- EXTRACT PROVIDED
## start

Citation : 2021 Latest Caselaw 2119 AP
Judgement Date : 24 June, 2021

Andhra Pradesh High Court - Amravati
Madugula Venkata Reddy vs Tappuri Balakka on 24 June, 2021
      THE HON'BLE SRI JUSTICE M.VENKATA RAMANA

               SECOND APPEAL No.153 of 2021

JUDGMENT:

Heard Ms.P.Indu, learned counsel for Sri Madhava Rao

Nalluri, learned counsel for the appellant.

2. Having regard to the nature of this matter, since the

parameters referring to Section 100 C.P.C are required to be

considered at this stage and as the material on record did not

meet the same, the second appeal is being disposed of now at

the stage of admission.

3. The appellant is the unsuccessful defendant. The

respondent is the plaintiff. She laid the suit in O.S.No.14 of 2010

on the file of the Court of learned Senior Civil Judge, Markapur

for recovery of Rs.1,47,060/- with costs and future interest,

basing on a promissory note dated 08.01.2007 allegedly executed

by the appellant in her favour.

4. It was the case of the respondent before the trial Court

that the appellant did not repay the amount due thereunder

in spite of issuing a legal notice dated 07.01.2010, that

constrained to lay the suit.

5. The defence of the appellant broadly speaking is one of

the denial of execution of promissory note and that he did not

borrow any money from the respondent. He also alleged

political rivalry between his family and that of the respondent.

## end

- STORED DATA
## start

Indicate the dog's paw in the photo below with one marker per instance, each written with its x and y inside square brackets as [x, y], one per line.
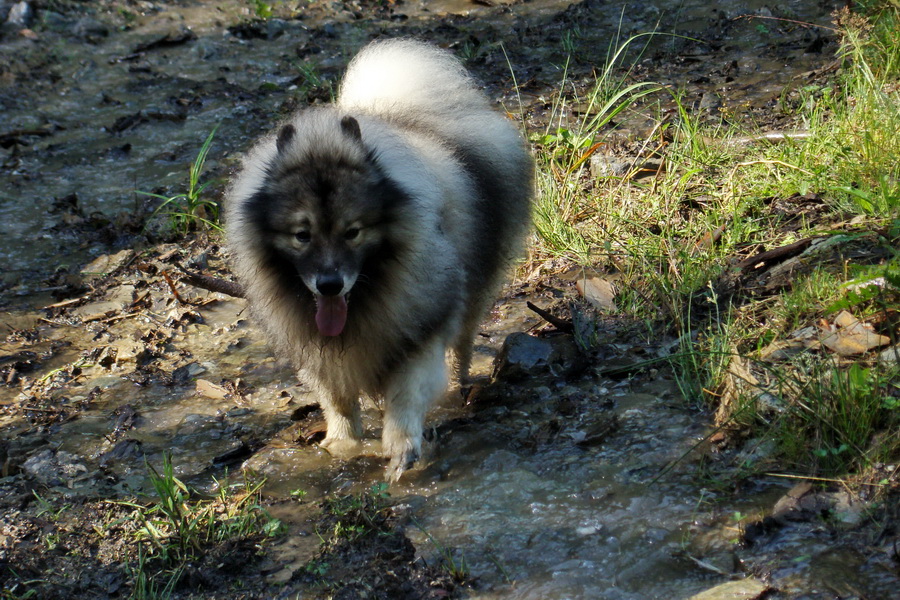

## end

- JOB 1
According to the judgment, what amount did the respondent's suit seek to recover?
- JOB 2
Restate the stretch of the judgment from "for recovery of" through "lay the suit.", with "legal notice" changed to "written notice".

- EXERCISE ANSWER 1
Rs.1,47,060/-, with costs and future interest.

- EXERCISE ANSWER 2
for recovery of Rs.1,47,060/- with costs and future interest,

basing on a promissory note dated 08.01.2007 allegedly executed

by the appellant in her favour.

4. It was the case of the respondent before the trial Court

that the appellant did not repay the amount due thereunder

in spite of issuing a written notice dated 07.01.2010, that

constrained to lay the suit.